------ Fragmento citado ------

El honor provee de legitimidad al hombre, lo que convierte la virginidad de la hija, hermana o esposa en su mejor garantía: de ahí surgen su sacralidad y su ubicación en el espacio privado frente al público. En una concepción familiar en la que el grupo o la comunidad predominan sobre la individualidad, la virtud queda inexorablemente al servicio del honor del grupo. Por ello, en la sociedad tradicional la mujer adquiere sólo identidad mediante la intermediación masculina (pertenencia a un clan o linaje en el que ella es «la hija de», «la esposa de» o «la madre de»). En el medio rural, las familias y el parentesco respectivo son conocidos por todos los habitantes de la comunidad y funcionan como protectores y salvaguardas, por lo que en estos reducidos espacios urbanos el velo no ha constituido nunca una prenda de vestir frecuente entre las mujeres.

De hecho, el velo ha sido tradicionalmente una prenda propia de la ciudad. La gran urbanización debilita los controles sociales patriarcales de protección del honor de la mujer porque el anonimato urbano no le permite ser automáticamente identificada como «hija de» o «esposa de», tal y como ocurre en poblaciones pequeñas; y como se trata de un modelo social donde no se reconoce legitimidad a la persona desvinculada del grupo, la feminidad exhibida en el anonimato urbano se reduce a objeto sexual. Por tanto, el velo surgió en la ciudad como símbolo de negociación de fronteras entre el espacio privado y el público, y como regulador social que da a la mujer acceso al segundo. Sin embargo, lejos de la superflua interpretación que asocia a la mujer velada con la sumisión y a la desvelada con la liberación, el mundo de la vestimenta traduce hoy día un mundo diverso lleno de símbolos que hay que descodificar correctamente y que, normalmente, tienen sobre todo que ver con los diferentes espacios y con las diferentes generaciones. De esa manera, entre el velo haïk o niqab (tradicional) y el hiyab (versión islámica moderna) hay todo un lenguaje sociológico que expresa la diferencia entre la nueva generación y la precedente, entre la que estudia y sale y la recluida, entre la que se autoafirma y la que se somete.

Por ejemplo, la joven que hoy en día se pone voluntariamente el hiyab rechaza el velo tradicional de su madre porque para ella es símbolo de la ignorancia, la superstición, la reclusión, es decir, de todo aquello de lo que se ha desprendido gracias a los estudios, a la educación: el hiyab le permite hacer visible también su ruptura con los mayores, y afirmar a través de él que su sumisión a Dios prima sobre su sumisión al hombre. En este sentido, hay que tener en cuenta que desde la sociedad civil musulmana no son sólo las corrientes feministas, según el modelo occidental, las que están llevando a cabo un proceso de ruptura con respecto a la sociedad tradicional, sino que, desde la autoafirmación cultural islámica, una nueva generación de mujeres está transformando su propio papel en la sociedad y en su espacio de actuación.

------

Objetivos:
a. Decide si cada afirmación concuerda con el texto sobre el velo y justifica cada sí o no con las palabras decisivas del texto, citadas literalmente: (i) En el medio rural, el velo ha sido una prenda frecuente entre las mujeres. (ii) El velo surgió en la ciudad como regulador social que da a la mujer acceso al espacio público. (iii) La joven que hoy se pone voluntariamente el hiyab adopta el velo tradicional de su madre.
b. Prosigue el texto sobre el velo a partir de su última oración.
Las entradas no son necesarias para nada de lo que aquí se pide.

------ Entradas extraídas ------

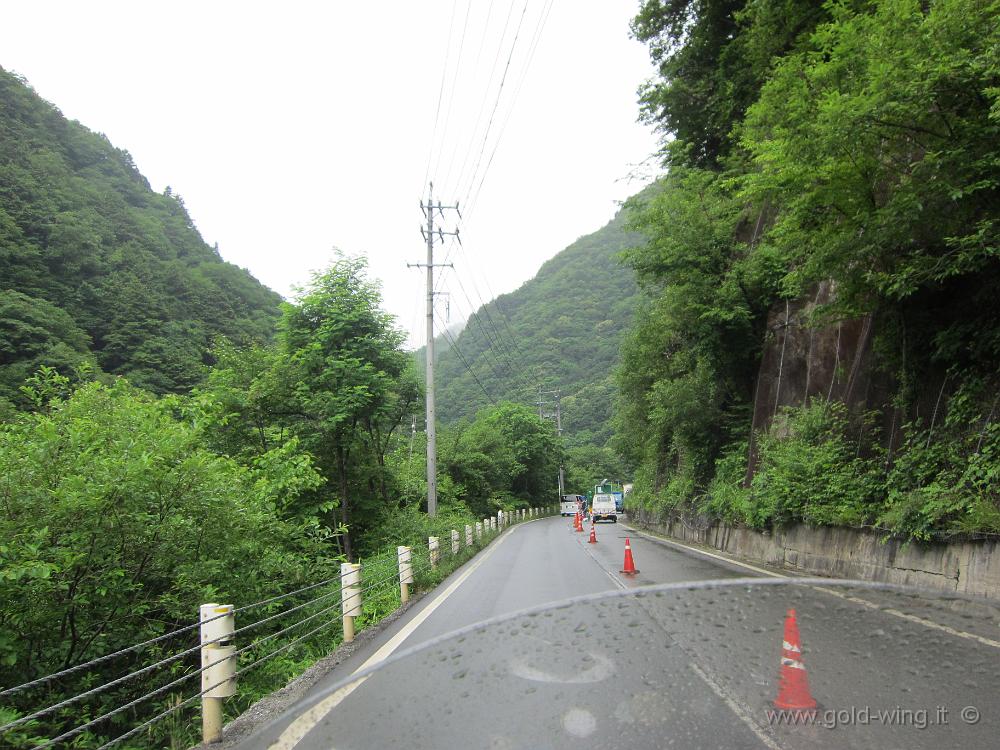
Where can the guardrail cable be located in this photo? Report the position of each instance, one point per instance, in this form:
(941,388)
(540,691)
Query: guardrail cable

------
------ Entradas extraídas ------

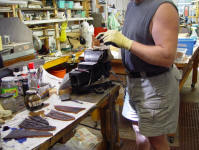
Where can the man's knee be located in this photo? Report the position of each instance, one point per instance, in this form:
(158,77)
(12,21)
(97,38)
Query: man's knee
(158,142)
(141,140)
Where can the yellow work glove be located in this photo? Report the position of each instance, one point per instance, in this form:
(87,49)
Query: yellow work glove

------
------ Entradas extraídas ------

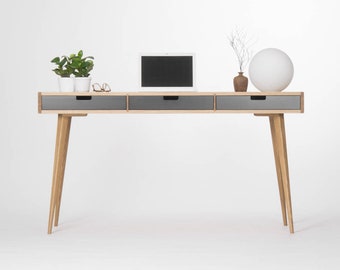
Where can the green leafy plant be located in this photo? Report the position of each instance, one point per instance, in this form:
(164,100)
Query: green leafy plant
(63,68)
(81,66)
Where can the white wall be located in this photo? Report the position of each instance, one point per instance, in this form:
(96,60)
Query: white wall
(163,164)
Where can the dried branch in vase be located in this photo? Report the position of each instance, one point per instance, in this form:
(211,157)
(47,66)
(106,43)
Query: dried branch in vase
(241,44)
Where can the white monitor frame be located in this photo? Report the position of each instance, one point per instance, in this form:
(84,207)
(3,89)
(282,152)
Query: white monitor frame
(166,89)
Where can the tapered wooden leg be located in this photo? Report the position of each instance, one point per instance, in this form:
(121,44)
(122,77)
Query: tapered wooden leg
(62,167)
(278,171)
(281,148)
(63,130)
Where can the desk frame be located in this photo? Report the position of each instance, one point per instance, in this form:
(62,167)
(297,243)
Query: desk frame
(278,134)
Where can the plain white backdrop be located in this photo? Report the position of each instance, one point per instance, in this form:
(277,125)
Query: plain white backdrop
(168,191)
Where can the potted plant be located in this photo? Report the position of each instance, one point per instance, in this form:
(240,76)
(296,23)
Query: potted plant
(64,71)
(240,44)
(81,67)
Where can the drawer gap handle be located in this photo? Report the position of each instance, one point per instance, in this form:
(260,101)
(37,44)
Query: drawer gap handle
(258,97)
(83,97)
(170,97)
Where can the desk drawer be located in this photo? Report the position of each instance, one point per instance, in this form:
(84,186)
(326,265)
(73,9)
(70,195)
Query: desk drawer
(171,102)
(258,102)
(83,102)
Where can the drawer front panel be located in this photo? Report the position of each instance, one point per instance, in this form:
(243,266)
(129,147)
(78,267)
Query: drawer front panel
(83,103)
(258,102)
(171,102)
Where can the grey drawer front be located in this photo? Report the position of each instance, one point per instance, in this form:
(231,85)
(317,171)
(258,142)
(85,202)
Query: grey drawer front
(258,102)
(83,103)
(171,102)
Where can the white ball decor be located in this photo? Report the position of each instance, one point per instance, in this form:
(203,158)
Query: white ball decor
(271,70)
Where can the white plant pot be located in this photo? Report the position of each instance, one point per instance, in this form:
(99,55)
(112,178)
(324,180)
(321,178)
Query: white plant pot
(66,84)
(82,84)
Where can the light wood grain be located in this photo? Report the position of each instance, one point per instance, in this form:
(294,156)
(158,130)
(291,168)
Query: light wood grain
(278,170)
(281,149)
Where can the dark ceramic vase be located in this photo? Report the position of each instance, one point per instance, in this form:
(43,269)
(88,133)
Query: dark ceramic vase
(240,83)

------

Respuestas por tarea:
a.
(i) No: «el velo no ha constituido nunca una prenda de vestir frecuente entre las mujeres».
(ii) Sí: «el velo surgió en la ciudad como símbolo de negociación de fronteras entre el espacio privado y el público, y como regulador social que da a la mujer acceso al segundo».
(iii) No: «rechaza el velo tradicional de su madre».

b.
El perfil social que caracteriza a estas mujeres, algunas de ellas integradas en la militancia o sensibilidad islamista, es que son principalmente jóvenes, urbanas (la ciudad y su proceso acelerado de urbanización ha desestructurado el orden comunitario en el que se insertan las relaciones tradicionales entre hombres y mujeres, y ha abierto el espacio social a la iniciativa de nuevos grupos donde los jóvenes desempeñan un papel clave que debilita la autoridad de los grupos patriarcales y mayores de la sociedad) y educadas (se han apropiado del saber y han logrado autonomía intelectual para reinterpretar su papel de acuerdo con el «islam verdadero»). Por tanto, el proceso de reislamización que se vive hoy día en las sociedades árabes no se debe prestar a interpretaciones fáciles ya que, lejos de significar una simple «vuelta atrás» tradicional o una «manipulación de las mujeres por los hombres», estamos ante un fenómeno en el que las mujeres, haciendo uso de los logros de la modernización, invierten en sus dos principales espacios públicos: los urbanos y los universitarios, y desde ahí marcan su diferencia con respecto a la generación precedente.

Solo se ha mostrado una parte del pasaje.